[Records shown Boundary: Start]

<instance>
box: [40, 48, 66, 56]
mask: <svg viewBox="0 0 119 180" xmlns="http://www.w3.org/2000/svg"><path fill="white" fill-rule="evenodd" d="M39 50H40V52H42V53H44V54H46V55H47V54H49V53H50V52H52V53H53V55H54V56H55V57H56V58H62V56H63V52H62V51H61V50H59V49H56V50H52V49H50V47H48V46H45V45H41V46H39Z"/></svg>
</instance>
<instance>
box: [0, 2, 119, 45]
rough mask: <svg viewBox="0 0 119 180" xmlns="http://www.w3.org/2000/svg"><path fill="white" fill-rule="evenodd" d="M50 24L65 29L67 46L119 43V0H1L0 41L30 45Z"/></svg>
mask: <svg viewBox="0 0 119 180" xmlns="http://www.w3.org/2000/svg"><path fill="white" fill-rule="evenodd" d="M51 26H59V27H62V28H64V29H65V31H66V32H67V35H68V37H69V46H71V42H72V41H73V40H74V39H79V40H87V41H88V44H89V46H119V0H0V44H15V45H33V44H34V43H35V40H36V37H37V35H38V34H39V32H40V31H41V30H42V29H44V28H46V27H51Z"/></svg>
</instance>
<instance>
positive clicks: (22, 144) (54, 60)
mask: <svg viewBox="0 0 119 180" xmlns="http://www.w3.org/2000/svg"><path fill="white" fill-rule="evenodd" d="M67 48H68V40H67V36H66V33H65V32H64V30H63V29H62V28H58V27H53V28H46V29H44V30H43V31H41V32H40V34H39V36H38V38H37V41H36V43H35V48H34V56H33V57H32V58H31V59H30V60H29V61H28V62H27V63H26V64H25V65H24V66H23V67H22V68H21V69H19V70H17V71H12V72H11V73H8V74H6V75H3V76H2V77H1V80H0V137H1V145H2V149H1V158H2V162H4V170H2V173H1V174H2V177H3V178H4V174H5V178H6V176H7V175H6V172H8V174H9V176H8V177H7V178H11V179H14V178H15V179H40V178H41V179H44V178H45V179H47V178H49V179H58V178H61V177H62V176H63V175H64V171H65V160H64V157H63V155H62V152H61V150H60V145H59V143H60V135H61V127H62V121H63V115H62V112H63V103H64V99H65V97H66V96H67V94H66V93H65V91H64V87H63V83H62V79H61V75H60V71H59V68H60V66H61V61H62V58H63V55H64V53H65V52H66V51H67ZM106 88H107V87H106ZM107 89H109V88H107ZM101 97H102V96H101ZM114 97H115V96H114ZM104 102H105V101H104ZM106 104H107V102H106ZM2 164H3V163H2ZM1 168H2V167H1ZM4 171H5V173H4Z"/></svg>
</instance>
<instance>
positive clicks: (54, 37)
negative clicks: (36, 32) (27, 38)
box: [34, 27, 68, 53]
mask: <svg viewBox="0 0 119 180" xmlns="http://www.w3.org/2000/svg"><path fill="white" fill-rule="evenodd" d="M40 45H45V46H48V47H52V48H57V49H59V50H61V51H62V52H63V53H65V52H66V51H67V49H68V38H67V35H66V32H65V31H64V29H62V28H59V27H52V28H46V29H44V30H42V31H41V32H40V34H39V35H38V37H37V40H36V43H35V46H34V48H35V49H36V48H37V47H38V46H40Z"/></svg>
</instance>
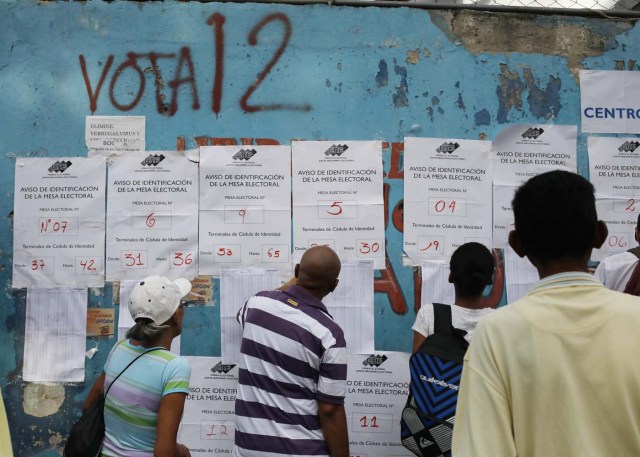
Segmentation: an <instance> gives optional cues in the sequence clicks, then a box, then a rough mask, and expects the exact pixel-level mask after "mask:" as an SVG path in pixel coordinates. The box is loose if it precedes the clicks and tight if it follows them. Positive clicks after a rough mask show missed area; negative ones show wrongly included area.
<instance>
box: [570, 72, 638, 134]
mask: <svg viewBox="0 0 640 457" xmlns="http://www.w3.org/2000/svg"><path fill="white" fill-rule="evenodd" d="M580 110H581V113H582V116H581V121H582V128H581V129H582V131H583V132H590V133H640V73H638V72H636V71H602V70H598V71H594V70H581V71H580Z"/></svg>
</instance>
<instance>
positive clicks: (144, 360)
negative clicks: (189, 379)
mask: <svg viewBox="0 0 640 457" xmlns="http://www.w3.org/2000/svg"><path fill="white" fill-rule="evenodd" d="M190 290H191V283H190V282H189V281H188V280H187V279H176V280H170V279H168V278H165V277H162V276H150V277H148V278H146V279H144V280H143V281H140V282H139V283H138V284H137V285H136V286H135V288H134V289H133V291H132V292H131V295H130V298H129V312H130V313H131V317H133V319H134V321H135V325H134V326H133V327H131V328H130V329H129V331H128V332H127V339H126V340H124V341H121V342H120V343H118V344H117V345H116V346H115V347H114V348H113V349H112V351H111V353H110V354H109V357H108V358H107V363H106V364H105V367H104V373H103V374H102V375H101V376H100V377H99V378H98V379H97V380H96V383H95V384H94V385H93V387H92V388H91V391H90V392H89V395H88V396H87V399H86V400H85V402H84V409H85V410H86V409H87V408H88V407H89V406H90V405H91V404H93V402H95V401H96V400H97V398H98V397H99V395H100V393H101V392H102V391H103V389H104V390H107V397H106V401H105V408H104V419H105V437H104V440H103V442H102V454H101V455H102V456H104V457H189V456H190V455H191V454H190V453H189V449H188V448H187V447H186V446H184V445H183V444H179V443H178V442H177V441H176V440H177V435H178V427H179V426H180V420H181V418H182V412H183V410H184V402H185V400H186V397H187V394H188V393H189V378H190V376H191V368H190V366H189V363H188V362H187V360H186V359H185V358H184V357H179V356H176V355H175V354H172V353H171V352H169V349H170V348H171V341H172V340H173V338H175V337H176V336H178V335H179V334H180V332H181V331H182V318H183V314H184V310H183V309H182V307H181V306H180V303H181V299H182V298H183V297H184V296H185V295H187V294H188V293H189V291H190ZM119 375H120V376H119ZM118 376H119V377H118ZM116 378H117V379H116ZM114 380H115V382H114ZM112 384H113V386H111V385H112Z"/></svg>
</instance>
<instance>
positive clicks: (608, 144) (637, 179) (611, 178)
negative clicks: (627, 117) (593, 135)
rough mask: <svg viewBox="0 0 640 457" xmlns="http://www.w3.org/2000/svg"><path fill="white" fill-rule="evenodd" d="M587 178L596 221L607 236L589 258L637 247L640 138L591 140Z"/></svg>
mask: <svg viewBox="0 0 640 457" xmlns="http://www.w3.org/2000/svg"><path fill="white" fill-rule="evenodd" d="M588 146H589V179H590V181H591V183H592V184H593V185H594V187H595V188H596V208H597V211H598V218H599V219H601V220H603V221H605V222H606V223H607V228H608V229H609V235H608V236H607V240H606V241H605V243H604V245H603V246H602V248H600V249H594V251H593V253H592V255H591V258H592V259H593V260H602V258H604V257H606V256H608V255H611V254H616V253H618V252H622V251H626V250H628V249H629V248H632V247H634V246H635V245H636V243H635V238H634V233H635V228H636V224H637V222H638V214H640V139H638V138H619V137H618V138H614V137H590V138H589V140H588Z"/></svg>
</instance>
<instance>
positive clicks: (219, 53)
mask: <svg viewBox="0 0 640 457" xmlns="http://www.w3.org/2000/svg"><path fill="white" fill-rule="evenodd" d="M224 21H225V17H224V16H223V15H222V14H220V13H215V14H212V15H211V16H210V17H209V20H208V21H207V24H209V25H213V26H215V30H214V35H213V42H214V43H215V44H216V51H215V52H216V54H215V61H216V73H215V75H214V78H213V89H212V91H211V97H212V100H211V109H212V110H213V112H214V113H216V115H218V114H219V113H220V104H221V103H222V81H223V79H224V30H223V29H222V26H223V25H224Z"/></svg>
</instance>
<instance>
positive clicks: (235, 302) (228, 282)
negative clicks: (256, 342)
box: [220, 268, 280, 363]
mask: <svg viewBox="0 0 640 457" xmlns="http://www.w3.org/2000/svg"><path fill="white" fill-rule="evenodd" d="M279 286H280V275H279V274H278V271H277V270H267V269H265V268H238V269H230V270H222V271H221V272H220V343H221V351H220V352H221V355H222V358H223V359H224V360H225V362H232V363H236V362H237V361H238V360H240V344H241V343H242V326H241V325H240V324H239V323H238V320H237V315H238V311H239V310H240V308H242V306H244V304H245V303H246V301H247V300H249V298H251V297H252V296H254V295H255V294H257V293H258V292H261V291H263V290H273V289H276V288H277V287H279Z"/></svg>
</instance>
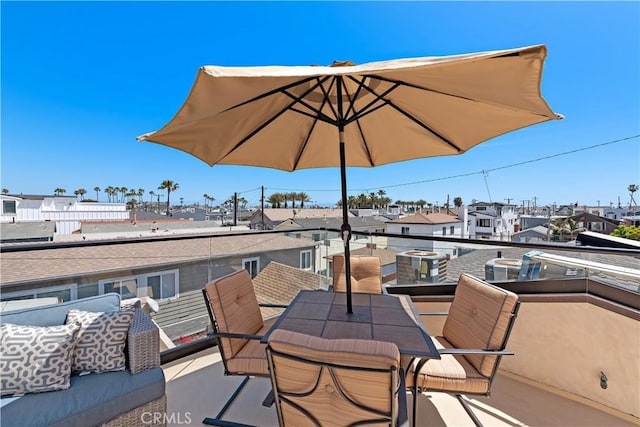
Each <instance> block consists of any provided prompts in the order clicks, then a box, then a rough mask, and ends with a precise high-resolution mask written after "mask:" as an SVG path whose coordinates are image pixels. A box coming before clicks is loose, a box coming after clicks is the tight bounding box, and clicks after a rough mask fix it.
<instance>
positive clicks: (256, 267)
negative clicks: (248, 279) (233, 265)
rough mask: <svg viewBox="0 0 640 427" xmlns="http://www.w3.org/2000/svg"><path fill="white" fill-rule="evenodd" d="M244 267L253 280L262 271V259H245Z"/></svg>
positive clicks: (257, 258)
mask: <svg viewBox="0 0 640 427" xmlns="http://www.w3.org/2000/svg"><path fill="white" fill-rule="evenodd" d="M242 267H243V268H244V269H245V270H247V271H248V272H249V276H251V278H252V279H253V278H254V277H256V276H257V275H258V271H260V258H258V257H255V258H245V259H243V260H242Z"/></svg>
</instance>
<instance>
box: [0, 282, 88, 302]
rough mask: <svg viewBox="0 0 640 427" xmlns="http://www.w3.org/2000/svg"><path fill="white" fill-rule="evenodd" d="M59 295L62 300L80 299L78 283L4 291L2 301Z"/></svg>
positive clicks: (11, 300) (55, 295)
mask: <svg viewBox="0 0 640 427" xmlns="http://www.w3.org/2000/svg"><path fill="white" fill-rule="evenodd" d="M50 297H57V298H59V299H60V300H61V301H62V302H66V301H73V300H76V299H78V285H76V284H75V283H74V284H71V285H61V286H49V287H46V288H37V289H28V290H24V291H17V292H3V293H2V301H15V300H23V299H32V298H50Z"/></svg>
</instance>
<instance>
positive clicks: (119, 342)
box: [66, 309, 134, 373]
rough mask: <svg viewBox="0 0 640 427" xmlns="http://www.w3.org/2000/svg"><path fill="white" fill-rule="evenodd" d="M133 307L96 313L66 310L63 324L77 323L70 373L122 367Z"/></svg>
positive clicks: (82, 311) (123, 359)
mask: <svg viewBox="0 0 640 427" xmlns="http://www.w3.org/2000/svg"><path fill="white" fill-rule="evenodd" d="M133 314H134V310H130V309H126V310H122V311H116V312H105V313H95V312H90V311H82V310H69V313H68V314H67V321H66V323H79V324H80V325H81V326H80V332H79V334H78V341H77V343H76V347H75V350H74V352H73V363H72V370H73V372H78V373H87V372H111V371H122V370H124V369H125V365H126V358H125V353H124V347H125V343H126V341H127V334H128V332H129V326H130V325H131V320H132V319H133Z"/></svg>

[Records shown Boundary: End]
[Records shown Boundary: Start]

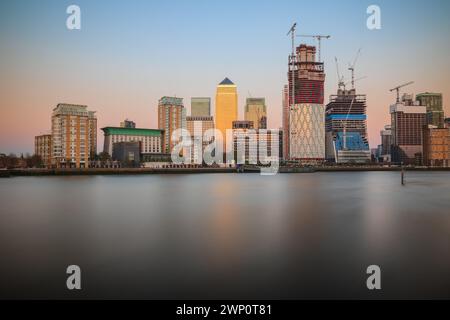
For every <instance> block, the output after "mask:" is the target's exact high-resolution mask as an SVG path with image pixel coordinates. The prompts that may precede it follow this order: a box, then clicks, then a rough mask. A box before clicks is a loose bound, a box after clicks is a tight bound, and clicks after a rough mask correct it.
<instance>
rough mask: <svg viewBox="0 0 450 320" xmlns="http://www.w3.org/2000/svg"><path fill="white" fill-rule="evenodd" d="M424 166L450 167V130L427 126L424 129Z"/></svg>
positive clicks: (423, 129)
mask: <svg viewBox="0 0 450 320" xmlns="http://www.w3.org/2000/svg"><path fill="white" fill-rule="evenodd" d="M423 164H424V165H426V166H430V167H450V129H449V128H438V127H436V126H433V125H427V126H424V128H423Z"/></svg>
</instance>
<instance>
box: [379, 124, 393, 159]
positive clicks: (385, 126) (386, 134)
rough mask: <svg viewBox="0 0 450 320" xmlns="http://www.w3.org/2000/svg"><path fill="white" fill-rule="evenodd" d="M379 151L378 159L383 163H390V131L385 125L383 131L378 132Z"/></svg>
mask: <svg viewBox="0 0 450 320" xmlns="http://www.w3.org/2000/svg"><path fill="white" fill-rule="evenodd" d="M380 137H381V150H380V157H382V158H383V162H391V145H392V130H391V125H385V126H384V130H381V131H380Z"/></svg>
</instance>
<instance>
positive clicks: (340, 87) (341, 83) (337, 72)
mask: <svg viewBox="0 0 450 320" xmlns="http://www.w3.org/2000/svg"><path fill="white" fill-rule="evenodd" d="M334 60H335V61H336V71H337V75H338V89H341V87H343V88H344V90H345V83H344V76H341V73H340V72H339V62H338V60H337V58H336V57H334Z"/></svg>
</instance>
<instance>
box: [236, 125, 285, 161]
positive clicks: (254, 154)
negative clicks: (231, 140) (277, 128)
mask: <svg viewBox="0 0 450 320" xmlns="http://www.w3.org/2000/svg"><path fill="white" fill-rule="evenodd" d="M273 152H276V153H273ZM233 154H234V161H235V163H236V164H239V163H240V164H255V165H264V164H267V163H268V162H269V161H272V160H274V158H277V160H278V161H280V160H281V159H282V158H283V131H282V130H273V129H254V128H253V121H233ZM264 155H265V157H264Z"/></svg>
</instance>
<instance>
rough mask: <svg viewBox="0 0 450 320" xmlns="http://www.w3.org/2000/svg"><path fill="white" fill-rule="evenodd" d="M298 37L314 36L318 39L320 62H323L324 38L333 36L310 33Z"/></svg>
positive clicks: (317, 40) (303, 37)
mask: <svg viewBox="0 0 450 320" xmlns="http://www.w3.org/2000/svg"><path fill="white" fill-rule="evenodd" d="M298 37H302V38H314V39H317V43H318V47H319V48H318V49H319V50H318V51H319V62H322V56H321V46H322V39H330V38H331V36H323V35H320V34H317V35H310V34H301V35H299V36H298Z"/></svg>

[Records shown Boundary: End]

Work item:
Only the lines above starting with the one with "positive clicks: (256, 267)" and going through the one with "307L96 313L66 310L63" are to be copied, word for word and with both ends kept.

Response to this exercise:
positive clicks: (256, 267)
negative clicks: (248, 279) (233, 265)
rough mask: <svg viewBox="0 0 640 427" xmlns="http://www.w3.org/2000/svg"><path fill="white" fill-rule="evenodd" d="M244 267L253 280L262 271V259H245Z"/></svg>
positive clicks: (257, 258)
mask: <svg viewBox="0 0 640 427" xmlns="http://www.w3.org/2000/svg"><path fill="white" fill-rule="evenodd" d="M242 267H243V268H244V269H245V270H247V271H248V272H249V276H251V278H252V279H253V278H254V277H256V276H257V275H258V271H260V258H258V257H255V258H245V259H243V260H242Z"/></svg>
</instance>
<instance>
box: [0, 282, 88, 302]
rough mask: <svg viewBox="0 0 640 427" xmlns="http://www.w3.org/2000/svg"><path fill="white" fill-rule="evenodd" d="M59 295L62 300L80 299L78 283L4 291L2 301Z"/></svg>
positive clicks: (11, 300) (55, 295)
mask: <svg viewBox="0 0 640 427" xmlns="http://www.w3.org/2000/svg"><path fill="white" fill-rule="evenodd" d="M50 297H57V298H59V299H60V300H61V301H62V302H66V301H73V300H76V299H78V285H76V284H75V283H74V284H71V285H61V286H49V287H46V288H37V289H28V290H24V291H17V292H3V293H2V301H15V300H23V299H32V298H50Z"/></svg>
</instance>
<instance>
positive clicks: (119, 342)
box: [66, 309, 134, 373]
rough mask: <svg viewBox="0 0 640 427" xmlns="http://www.w3.org/2000/svg"><path fill="white" fill-rule="evenodd" d="M133 307L96 313L66 310L63 324L77 323L70 373L122 367Z"/></svg>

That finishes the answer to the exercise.